I removed the section below because it implies that if someone claiming to be a witness to revelation is found to have told a lie, or made an inaccurate prediction then he did not witness the revelation, and that if he is found to have made an accurate prediction then he did witness revelation. I predicted the colts to win the 2007 super bowl, but that doesnt mean my statements about God are true. The fallacy here is an appeal to authority, I believe.
Removed paragraph: Believers have a number of stratagems to counter this argument. It assumes, for example, that none of them make verifiable predictions about what can be found in history or science. The presence of a testable proposition in a revelation may provide a way to assess the credentials of the prophet who claims to speak for a deity; an error about an inter-subjectively demonstrable fact casts doubt on the remaining propositions that cannot be verified. —The preceding unsigned comment was added by Tritium6 ( talk • contribs) 20:05, 17 April 2007 (UTC).
I see two logical problems with this argument. One is that it seems to be saying all revelations can't be true and then implies because of that none should be believed to be true. However isn't this the fallacy of the Excluded middle since its certainly possible that one is true and all the rest false?
Secondly, you could apply the probability argument to atheism or agnosticism as well, since you could argue choosing them is also probably in incorrect choice. I can't be the first to realize these things so is there any sources that make these cases that could be included in the article as it needs a balance in my opinion? 67.161.205.170 ( talk) 09:06, 17 April 2009 (UTC)
But, as this is supposed to be about improving the article- I don't know of any major sources which have voiced these objections. I'm an atheist, and while I reckon a counterarguments section would be good, I'm yet to find any major figures who've specifically attacked this argument. When I next get a chance, I might have a look (but that could be a while). In the meantime, you could probably Google the argument and search through the first few pages- you'd be surprised what it can turn up. 122.106.160.244 ( talk) 12:45, 18 April 2009 (UTC)
This equation, by the way, also represents the chances of all the "belief in God" faiths as well, because from the standpoint of probability, all those believers in God might be wrong, and atheists could be correct. So basically we are back to 1/n, where n is equal to all the inconsistent faiths including atheism. Just so it's not as confusing, we can say that d = n+1; this yields an atheism-inclusive probability of 1/d that any one faith, including atheism, is correct.
I'm REALLY late to this party (the original comment starting this discussion was back in 2007), but I just wanted to point out that whether the arguments themselves are flawed, the purpose of the article is simply to document the argument and its basis. I certainly agree that there are logical fallacies in these arguments, and further that logic and faith are frequently mutually exclusive. But regardless of the validity of the argument or the logical sets that are incorrectly included or excluded, I think this article does a good job of explaining the argument as a whole, and how it is often applied to the topic of atheism. Keep in mind as well that it is one of several major arguments against the existence of God, and those other arguments address the issue from other standpoints. — KieferSkunk ( talk) — 19:46, 16 May 2011 (UTC)

═══

Problem set:
[A] Return the stretch of the discussion of the inconsistent-revelations argument from "I removed the" through "authority, I believe.", word for word.
[B] Carry the discussion of the inconsistent-revelations argument on from the point where it stops.
The items that come after this discussion aren't needed for anything here.

Material provided:
═══

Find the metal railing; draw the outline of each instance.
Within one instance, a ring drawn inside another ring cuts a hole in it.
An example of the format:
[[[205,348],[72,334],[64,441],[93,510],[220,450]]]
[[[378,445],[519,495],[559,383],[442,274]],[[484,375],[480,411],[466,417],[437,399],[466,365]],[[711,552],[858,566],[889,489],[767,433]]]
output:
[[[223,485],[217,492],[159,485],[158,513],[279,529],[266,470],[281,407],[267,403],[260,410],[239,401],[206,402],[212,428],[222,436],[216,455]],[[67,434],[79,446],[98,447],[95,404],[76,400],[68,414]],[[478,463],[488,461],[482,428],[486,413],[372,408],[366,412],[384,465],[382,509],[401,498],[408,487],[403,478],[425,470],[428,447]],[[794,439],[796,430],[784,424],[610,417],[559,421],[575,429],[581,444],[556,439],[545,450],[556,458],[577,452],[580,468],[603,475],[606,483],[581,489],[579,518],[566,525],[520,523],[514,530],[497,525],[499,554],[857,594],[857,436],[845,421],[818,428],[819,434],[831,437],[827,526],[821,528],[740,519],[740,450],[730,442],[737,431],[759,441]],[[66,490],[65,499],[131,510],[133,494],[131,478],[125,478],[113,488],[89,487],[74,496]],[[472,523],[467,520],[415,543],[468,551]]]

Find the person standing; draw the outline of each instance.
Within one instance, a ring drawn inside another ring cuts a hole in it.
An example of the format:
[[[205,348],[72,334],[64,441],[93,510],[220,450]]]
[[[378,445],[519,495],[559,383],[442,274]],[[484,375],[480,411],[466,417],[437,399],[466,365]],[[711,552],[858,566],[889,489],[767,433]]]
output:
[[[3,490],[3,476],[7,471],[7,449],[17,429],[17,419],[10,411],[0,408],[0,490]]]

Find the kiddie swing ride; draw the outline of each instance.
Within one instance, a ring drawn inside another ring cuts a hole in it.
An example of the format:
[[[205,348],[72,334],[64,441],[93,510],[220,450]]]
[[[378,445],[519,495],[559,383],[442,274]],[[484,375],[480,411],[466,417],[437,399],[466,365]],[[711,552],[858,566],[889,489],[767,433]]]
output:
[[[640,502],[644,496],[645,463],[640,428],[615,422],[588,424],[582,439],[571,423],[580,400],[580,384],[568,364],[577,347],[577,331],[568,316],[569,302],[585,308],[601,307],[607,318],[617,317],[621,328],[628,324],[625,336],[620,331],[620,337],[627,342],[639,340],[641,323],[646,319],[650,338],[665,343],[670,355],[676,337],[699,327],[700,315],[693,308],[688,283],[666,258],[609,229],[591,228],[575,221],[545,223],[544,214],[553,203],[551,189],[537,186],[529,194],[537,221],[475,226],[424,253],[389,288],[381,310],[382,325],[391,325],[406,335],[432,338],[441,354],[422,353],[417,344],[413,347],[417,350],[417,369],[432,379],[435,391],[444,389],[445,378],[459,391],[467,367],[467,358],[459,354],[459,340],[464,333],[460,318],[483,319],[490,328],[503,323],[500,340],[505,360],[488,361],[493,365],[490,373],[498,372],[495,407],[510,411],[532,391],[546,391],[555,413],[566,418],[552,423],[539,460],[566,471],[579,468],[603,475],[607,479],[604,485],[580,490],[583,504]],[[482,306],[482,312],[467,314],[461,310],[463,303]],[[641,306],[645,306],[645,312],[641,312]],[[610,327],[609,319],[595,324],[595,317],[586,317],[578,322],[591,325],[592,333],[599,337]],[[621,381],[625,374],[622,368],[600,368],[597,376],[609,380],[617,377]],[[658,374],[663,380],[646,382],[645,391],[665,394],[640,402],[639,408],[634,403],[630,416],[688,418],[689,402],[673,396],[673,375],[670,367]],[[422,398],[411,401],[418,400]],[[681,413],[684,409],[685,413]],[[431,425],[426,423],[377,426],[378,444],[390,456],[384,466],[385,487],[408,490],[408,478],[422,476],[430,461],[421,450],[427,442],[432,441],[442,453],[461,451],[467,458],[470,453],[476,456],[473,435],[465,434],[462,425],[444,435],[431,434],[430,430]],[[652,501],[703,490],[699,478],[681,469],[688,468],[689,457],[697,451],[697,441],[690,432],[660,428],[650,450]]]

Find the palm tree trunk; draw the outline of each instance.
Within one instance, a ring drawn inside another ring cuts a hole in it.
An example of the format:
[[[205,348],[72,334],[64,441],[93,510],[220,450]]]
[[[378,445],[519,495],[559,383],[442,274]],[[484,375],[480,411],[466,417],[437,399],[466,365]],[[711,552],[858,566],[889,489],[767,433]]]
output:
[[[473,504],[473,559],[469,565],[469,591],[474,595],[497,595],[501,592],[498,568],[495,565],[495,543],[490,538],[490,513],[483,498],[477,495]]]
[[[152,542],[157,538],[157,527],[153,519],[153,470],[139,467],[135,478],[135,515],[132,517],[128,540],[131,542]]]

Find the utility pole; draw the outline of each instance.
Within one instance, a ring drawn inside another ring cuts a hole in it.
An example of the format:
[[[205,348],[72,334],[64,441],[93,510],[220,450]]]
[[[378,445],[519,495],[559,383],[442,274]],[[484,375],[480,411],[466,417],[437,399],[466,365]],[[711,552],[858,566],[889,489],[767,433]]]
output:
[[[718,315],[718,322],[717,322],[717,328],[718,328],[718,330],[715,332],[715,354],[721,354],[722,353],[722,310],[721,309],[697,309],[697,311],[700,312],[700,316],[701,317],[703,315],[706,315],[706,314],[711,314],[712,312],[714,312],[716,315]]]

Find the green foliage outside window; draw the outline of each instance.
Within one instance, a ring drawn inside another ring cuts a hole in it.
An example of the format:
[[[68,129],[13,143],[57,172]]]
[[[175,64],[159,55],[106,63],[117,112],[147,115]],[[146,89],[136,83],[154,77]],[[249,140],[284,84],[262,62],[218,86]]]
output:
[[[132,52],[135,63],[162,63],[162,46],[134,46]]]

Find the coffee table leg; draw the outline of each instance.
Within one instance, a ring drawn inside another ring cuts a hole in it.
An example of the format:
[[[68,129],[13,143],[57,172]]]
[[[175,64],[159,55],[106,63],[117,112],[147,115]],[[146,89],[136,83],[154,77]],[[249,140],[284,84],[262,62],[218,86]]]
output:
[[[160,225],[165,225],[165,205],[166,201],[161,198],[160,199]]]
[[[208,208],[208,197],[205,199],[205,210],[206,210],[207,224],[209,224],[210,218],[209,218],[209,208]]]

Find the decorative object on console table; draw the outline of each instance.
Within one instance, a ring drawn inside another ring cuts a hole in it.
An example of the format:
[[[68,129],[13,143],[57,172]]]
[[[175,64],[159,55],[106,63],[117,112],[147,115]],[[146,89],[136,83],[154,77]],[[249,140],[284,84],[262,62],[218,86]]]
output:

═══

The results:
[A]
I removed the section below because it implies that if someone claiming to be a witness to revelation is found to have told a lie, or made an inaccurate prediction then he did not witness the revelation, and that if he is found to have made an accurate prediction then he did witness revelation. I predicted the colts to win the 2007 super bowl, but that doesnt mean my statements about God are true. The fallacy here is an appeal to authority, I believe.

[B]
"Either there is a god (religion of all types) or there isn't (atheism), therefore an atheist has a 1 in 2 chance of being right." Wrong. Hinduism, Shintoism and as far as I know all folk religions are polytheist so either there are gods, there is a god or there are no gods at all. To say that there are 2 possibilities so one is as likely as the other might be sound mathematically but the mechanics of theology or philosophy are different. Say I play along with the mathematical approach; as I've demonstrated there are 3 possiblities and not 2 so an atheist has a 1/3 chance of being right...and therefore a 2/3 chance of being wrong. "That is, if there are 50 different possible gods a believer has only a 1 percent chance of picking correctly." Dead wrong again and this time mathematically unsound. There are far more gods than religions; as I've pointed out already there are polytheistic faiths; take Shintoism where there is a god in everything; if Shintoism is false then there are a limited number of gods and since Amaterasu is a goddess in Shintoism only then if Shintoism is false then Amaterasu and all of the other deities exclusive to Shintoism don't exist. In other words there isn't an equal chance of God, Amaterasu and Fujin existing. If Shintoism is false then neither Amaterasu nor Fujin exist as they are only gods in the Shinto religion while God is unaffected as he is the deity of the Abrahamic faiths. 86.42.121.148 ( talk) 22:37, 15 June 2014 (UTC)
Could someone please tidy up the first paragraph, as the first word is above the entire paragraph. Thankyou. —Preceding unsigned comment added by 78.33.99.227 ( talk) 08:37, 7 September 2010 (UTC)
I think the "systematic description" section should be removed. It doesn't cite any sources, it's mathematically dodgy, and it has only given fruit to silly disputes above ("logical problems" thread).
It's dodgy in light of modern probability theory because it inappropriately gives equal prior plausibility to every model in any arbitrary set (say: catholicism, hard atheism, anglicism, islam, flying spaghetti monster) thereby leading to nonsense conclusions (e.g. hard-atheism is precisely three times less probable to be true than the abrahamic deity).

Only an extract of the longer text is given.